• [WHAT TO PRODUCE] Check every line of the data below for "farthest". Copy each one that has it.

#### SOURCE INFORMATION

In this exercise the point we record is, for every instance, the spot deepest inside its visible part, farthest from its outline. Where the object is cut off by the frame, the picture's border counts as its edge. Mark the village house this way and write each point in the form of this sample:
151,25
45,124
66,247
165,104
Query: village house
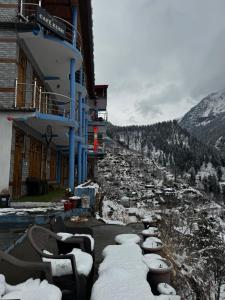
46,84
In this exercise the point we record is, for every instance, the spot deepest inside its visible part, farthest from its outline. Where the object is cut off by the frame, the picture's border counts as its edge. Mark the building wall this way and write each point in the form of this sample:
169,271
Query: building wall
29,134
8,66
5,137
8,10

########

• [WRITTEN RESPONSE]
In this exercise the point we record is, for every instance, the spot deepest inside its visible part, farthest from its outline. Where the object is cut off by the frame, the picture's border counts as its edge. Mark the village house this way and write each point in the form of this sample:
In this exercise the point we record is, for every instance, the spot deepest inside its visible part, farthest from its outline. Where the object is cut off by the frame, the picture's border counts as its edge. Mark the building wall this way and write each point in the form of this sample:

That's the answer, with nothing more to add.